------ Raw data

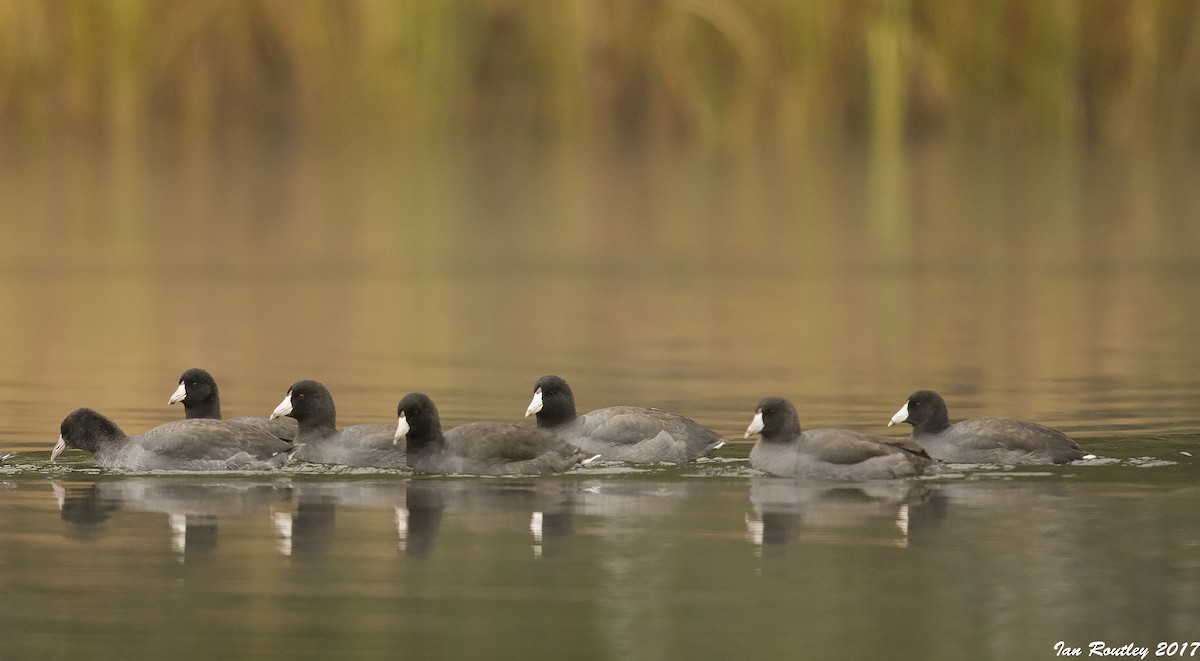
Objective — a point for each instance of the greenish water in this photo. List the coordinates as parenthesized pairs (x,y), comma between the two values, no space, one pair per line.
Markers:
(1057,289)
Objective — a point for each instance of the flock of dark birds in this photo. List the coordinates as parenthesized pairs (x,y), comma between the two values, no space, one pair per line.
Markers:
(304,428)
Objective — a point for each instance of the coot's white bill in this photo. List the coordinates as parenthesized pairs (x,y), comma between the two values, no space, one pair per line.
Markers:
(755,425)
(283,408)
(401,428)
(180,394)
(535,404)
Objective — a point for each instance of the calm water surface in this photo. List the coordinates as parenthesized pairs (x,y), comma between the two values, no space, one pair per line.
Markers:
(1059,289)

------------

Rename every "Markers" in the listing to "Points" and write the listing out again with nothing else altered. Leave the pictures out.

Finished task -
Objective — a point for each instance of the greenish water in this photo. List the coordinates as parenthesized pairs (x,y), comma between the two values, no space, one pair per line.
Points:
(1057,289)
Objective — a point for each instance of the flock of dark birds in this photo. List the coordinates as parenthesized pairs (x,y), comma between the two values, no space, one pair per line.
Points:
(304,428)
Objective — a point for each instance of the coot's white bill in this photo. List the coordinates as parenthesized pairs (x,y), comma between the two values, no space, one pair per line.
Points:
(755,425)
(283,408)
(401,428)
(180,394)
(535,404)
Objective — a point for each instance of the calm water surface in this photo. List the coordinates as parenthesized pairs (x,y), comma between the two values, no space, one pair per line.
Points:
(1059,289)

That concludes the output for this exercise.